INSTRUCTIONS FOR THE TASK: Every line below that holds the word "jacket" must be listed.

Records from a dataset:
::::::::
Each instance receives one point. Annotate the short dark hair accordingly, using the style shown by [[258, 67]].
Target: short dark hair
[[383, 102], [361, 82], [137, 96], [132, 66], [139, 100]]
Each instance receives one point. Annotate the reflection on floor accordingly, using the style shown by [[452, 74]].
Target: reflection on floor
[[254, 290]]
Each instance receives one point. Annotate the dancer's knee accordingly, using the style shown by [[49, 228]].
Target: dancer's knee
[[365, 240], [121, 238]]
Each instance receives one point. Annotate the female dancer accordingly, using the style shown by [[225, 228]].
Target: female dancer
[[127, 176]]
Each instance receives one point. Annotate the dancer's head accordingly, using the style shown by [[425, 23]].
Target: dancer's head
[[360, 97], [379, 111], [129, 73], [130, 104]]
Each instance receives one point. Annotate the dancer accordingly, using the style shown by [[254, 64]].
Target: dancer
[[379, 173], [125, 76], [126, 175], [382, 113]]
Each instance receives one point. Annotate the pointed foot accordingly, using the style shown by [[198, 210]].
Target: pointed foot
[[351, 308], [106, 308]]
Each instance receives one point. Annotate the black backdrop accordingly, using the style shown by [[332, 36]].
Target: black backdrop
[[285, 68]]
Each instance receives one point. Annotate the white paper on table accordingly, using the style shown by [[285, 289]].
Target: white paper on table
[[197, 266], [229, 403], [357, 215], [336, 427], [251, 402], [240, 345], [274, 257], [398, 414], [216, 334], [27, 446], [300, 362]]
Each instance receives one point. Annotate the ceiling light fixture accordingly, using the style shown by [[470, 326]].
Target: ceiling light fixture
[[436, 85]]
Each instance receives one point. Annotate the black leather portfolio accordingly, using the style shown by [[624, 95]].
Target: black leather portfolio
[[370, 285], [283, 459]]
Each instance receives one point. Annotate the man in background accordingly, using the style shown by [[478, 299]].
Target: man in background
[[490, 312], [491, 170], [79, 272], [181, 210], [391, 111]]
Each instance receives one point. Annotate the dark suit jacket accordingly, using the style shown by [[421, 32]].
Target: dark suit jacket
::::::::
RESPONSE TO THE TASK:
Each instance receives one point. Annotate the dark suit jacket accordingly, using the style shown by [[421, 32]].
Target: dark suit jacket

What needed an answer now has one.